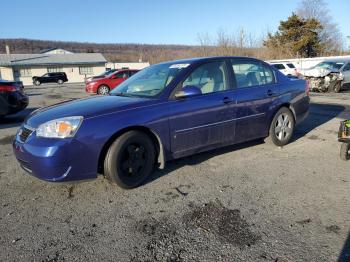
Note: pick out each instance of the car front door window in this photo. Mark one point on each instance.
(209, 78)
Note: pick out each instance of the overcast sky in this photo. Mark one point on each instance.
(148, 21)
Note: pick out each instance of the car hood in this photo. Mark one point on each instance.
(316, 72)
(87, 107)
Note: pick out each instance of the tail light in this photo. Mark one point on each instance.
(307, 87)
(7, 88)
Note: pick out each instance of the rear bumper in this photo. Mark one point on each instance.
(54, 160)
(91, 88)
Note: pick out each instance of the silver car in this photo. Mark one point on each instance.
(329, 75)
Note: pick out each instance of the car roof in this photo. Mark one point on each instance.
(207, 59)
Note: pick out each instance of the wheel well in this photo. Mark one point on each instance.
(103, 85)
(286, 105)
(156, 141)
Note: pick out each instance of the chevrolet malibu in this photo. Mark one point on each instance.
(166, 111)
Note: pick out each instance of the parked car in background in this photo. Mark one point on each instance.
(104, 74)
(286, 68)
(166, 111)
(58, 77)
(330, 75)
(104, 85)
(12, 97)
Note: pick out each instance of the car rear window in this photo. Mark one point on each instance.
(279, 66)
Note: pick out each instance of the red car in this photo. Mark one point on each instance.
(104, 85)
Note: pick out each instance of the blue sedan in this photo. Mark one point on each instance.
(166, 111)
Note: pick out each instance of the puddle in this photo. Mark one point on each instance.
(6, 140)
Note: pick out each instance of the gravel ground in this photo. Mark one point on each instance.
(249, 202)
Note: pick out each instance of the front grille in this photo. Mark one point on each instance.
(24, 133)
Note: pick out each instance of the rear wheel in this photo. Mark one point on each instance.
(345, 151)
(103, 90)
(130, 159)
(337, 87)
(282, 127)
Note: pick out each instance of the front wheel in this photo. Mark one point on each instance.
(345, 151)
(130, 159)
(282, 127)
(103, 90)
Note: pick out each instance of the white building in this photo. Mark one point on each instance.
(22, 67)
(56, 51)
(136, 65)
(305, 63)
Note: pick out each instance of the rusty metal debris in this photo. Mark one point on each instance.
(329, 83)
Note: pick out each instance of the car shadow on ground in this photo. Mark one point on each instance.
(319, 114)
(16, 119)
(344, 255)
(199, 158)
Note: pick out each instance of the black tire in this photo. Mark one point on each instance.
(130, 159)
(285, 125)
(103, 90)
(345, 151)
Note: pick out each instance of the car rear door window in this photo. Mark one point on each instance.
(210, 78)
(252, 73)
(279, 66)
(347, 67)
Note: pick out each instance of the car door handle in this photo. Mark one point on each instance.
(270, 92)
(227, 100)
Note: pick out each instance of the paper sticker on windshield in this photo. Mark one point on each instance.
(179, 66)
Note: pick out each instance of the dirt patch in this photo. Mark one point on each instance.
(313, 137)
(226, 224)
(194, 236)
(6, 140)
(333, 229)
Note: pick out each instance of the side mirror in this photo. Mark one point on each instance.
(188, 91)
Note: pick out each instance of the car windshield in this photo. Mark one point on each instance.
(330, 65)
(149, 82)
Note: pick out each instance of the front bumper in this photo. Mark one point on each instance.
(13, 102)
(54, 160)
(344, 132)
(91, 88)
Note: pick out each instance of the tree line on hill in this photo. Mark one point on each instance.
(307, 32)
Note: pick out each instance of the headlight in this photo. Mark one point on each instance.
(60, 128)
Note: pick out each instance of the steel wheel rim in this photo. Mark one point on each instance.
(103, 90)
(133, 160)
(283, 127)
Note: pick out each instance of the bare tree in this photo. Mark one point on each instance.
(330, 35)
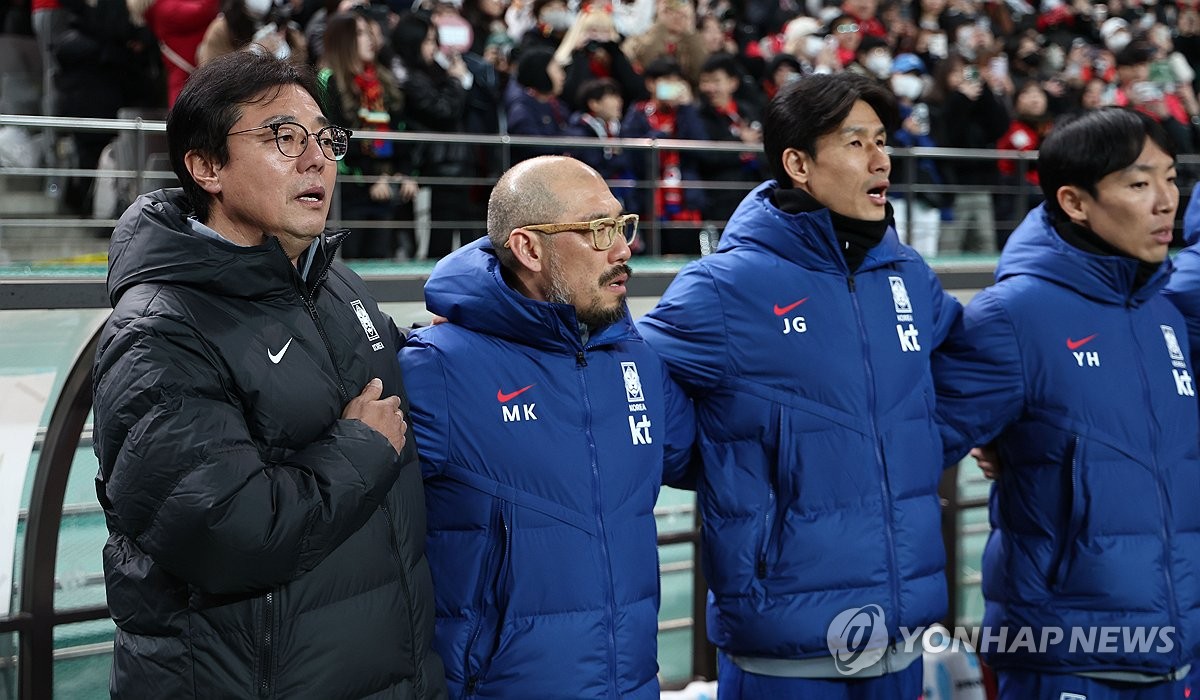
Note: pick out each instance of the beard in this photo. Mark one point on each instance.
(593, 313)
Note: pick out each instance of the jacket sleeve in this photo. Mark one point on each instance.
(1183, 291)
(979, 378)
(681, 464)
(687, 328)
(947, 310)
(430, 414)
(183, 477)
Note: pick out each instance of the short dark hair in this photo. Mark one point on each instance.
(597, 89)
(661, 69)
(813, 106)
(1083, 150)
(213, 101)
(1135, 53)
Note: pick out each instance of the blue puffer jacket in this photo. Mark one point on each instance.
(543, 458)
(1183, 288)
(821, 458)
(1095, 520)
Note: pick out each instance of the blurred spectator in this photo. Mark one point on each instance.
(873, 58)
(534, 106)
(918, 217)
(315, 30)
(1135, 89)
(715, 35)
(633, 17)
(1095, 95)
(673, 35)
(486, 18)
(781, 70)
(600, 118)
(670, 113)
(1030, 125)
(552, 19)
(1026, 57)
(1025, 132)
(972, 117)
(49, 22)
(361, 94)
(846, 31)
(435, 89)
(726, 118)
(591, 49)
(1171, 71)
(863, 12)
(252, 22)
(179, 25)
(105, 64)
(901, 30)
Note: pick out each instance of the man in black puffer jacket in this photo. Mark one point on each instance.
(265, 513)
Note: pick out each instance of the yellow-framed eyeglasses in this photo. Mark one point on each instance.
(604, 231)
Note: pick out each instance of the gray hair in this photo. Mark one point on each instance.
(522, 197)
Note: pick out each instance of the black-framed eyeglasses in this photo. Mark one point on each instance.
(604, 231)
(292, 139)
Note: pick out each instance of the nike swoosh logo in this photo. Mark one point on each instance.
(1080, 342)
(783, 310)
(505, 398)
(276, 357)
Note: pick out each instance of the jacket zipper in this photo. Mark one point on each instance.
(418, 682)
(885, 480)
(265, 654)
(611, 604)
(473, 677)
(761, 570)
(1075, 518)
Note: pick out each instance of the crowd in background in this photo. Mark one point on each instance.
(967, 73)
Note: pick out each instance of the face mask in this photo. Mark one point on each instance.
(939, 46)
(880, 65)
(1054, 58)
(258, 7)
(907, 85)
(813, 45)
(557, 19)
(1117, 41)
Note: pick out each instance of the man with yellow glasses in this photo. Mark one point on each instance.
(545, 426)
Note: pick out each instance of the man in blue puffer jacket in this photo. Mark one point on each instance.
(1079, 369)
(805, 342)
(1183, 288)
(545, 426)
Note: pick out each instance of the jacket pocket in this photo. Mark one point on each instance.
(1073, 488)
(491, 603)
(775, 495)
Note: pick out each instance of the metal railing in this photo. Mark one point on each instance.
(905, 172)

· · ·

# Task goal
An exact copy of the listing above is to be set down, with no pictures in it.

# Task answer
Note: pick out each instance of the car front door window in this photo. Mark one point on each instance.
(209, 78)
Note: pick out each instance of the overcast sky in this photo. Mark one point on each instance.
(148, 21)
Note: pick out each instance of the car hood in this photo. Mark one point on each instance.
(316, 72)
(87, 107)
Note: pick out each instance of the tail light in this photo. Mark one point on each instance.
(307, 87)
(7, 88)
Note: pick out each instance of the rear bumper in this photo. Mark one point on each instance.
(54, 160)
(91, 88)
Note: pick out each instance of the silver car in this photo. Mark one point on each instance.
(329, 75)
Note: pick out each instance of the car roof in this photo. Mark one point on each instance.
(207, 59)
Note: pick out each instance of the wheel well in this photo. Mark one point on each instance.
(103, 85)
(286, 105)
(156, 141)
Note: pick out each instance of the chevrolet malibu in this photo. Mark one point on each instance.
(166, 111)
Note: pick out each instance of the parked car in background in this photo. Mark one point on each instance.
(104, 74)
(286, 68)
(166, 111)
(58, 77)
(330, 75)
(104, 85)
(12, 97)
Note: pick out each instance of the car rear window in this photo. Mark one point on each instance.
(279, 66)
Note: pick out each instance of the red car in this photo. Mark one point on each instance.
(104, 85)
Note: pick out each instance of the blue sedan in this photo. Mark one point on each instance.
(166, 111)
Note: pick out each instance of the puddle in this photo. Mark one point on each instance.
(6, 140)
Note: pick out each instance of the gravel ground in this photo. Mark one point on each instance.
(249, 202)
Note: pick out each instance of the front grille in this photo. Mark one point on each instance.
(24, 133)
Note: pick out each instance of the rear wheel in this photo. Mark one point on each instance.
(345, 151)
(103, 90)
(130, 159)
(337, 87)
(282, 127)
Note: pick out each instance of the front wheel in this photo. Mark one point on each instance.
(345, 151)
(130, 159)
(282, 127)
(103, 90)
Note: pick out each instance of the white building in this photo. Mark one point on each instance.
(22, 67)
(56, 51)
(136, 65)
(305, 63)
Note: pick out each instance of the rusty metal debris in this photo. Mark one point on each instance.
(329, 83)
Note: pick out each instance of the car shadow on ground in this photo. Mark one point on each instance.
(319, 114)
(16, 119)
(344, 255)
(199, 158)
Note: pick out each instance of the black tire in this photo. Mark one point on each instance.
(130, 159)
(285, 125)
(103, 90)
(345, 151)
Note: pick out each instance of the car rear door window in this photo. Mark one point on each instance.
(210, 78)
(252, 73)
(279, 66)
(347, 67)
Note: pick out each instance of the car door handle in this photo. Mark one point on each instance.
(270, 92)
(227, 100)
Note: pick out each instance of the paper sticker on windshield in this photo. Mark one point on each instance.
(179, 66)
Note: pick out each instance of the dirt patch in this photo. Mark one point on each instance.
(313, 137)
(226, 224)
(194, 236)
(6, 140)
(333, 229)
Note: pick out each instance of the side mirror in this photo. Mark one point on each instance.
(188, 91)
Note: pick out each instance of the car windshield in this photo. Mark one point on each instance.
(330, 65)
(149, 82)
Note: pick out each instance of the front bumper in this photo. Mark one point on each instance.
(13, 102)
(54, 160)
(344, 132)
(91, 88)
Note: pick out each instance of the tree line on hill in this photo. Mark one point on each instance.
(307, 32)
Note: pick out each instance of the headlight in this photo. Mark one point on each instance.
(60, 128)
Note: pick out each instance of the steel wheel rim in this photo. Mark one point on each instance.
(103, 90)
(133, 160)
(283, 127)
Note: pick out each instance of the bare tree in this photo. Mark one point on each instance.
(330, 35)
Note: pick out each instance of the beard in this photo. Mark one point on each instance.
(593, 313)
Note: pick out each instance of the jacket sleeve in this photo. Mark one point on each instance.
(1183, 291)
(979, 378)
(681, 464)
(687, 328)
(947, 310)
(430, 414)
(183, 477)
Note: pick out each instance of the short dark hair in this photo. Mark one point on each instance.
(597, 89)
(661, 69)
(813, 106)
(1083, 150)
(213, 101)
(1135, 53)
Note: pick out each instance of the blue puffer jacket in this photo. Mark one point on each instance.
(543, 458)
(1183, 288)
(821, 458)
(1095, 520)
Note: pick out each instance of the blurred spectator in this photo. Mark one point on each instance.
(873, 58)
(534, 106)
(918, 217)
(315, 30)
(1135, 89)
(715, 35)
(633, 17)
(1095, 95)
(673, 35)
(486, 18)
(781, 70)
(600, 118)
(670, 113)
(1030, 125)
(552, 19)
(1026, 57)
(1025, 132)
(972, 117)
(49, 22)
(361, 94)
(846, 31)
(435, 89)
(726, 118)
(591, 49)
(1171, 71)
(863, 12)
(252, 22)
(179, 25)
(105, 64)
(901, 30)
Note: pick out each instance of the man in black puffer jacket in this photo. Mark one point on each instance.
(265, 513)
Note: pick out each instance of the yellow-framed eyeglasses in this photo. Mark one point on each instance.
(604, 231)
Note: pick out each instance of the gray hair in this photo. Mark one point on each instance.
(522, 197)
Note: pick out each instance of the black-framed eyeglasses in this photo. Mark one point on each instance.
(604, 231)
(292, 139)
Note: pick out each instance of the nike swoosh logo in this photo. Mark one point on each instance.
(1080, 342)
(783, 310)
(505, 398)
(276, 357)
Note: pick out each instance of the jacket zipper in this photo. Mark one point on each instance.
(418, 682)
(885, 480)
(265, 654)
(611, 604)
(473, 677)
(761, 570)
(1075, 518)
Note: pick out each instance of the crowd in background in this photo. Mark one point on each instance.
(967, 73)
Note: pick out each instance of the face mask in this photo. Mark one point on each instance.
(939, 46)
(880, 65)
(1054, 58)
(258, 7)
(907, 85)
(813, 45)
(557, 19)
(1117, 41)
Note: pick out each instance of the man with yellow glasses in this photo. Mark one point on each instance.
(545, 426)
Note: pick out each instance of the man in blue puffer jacket in this photo. Mark one point on each instance.
(1079, 369)
(805, 342)
(1183, 288)
(545, 426)
Note: pick out each instance of the jacket pocket in this photo. Mark one point on each instance.
(1073, 488)
(491, 603)
(775, 495)
Note: pick out each instance of the metal railing in this photo. Mark one point on each instance.
(905, 172)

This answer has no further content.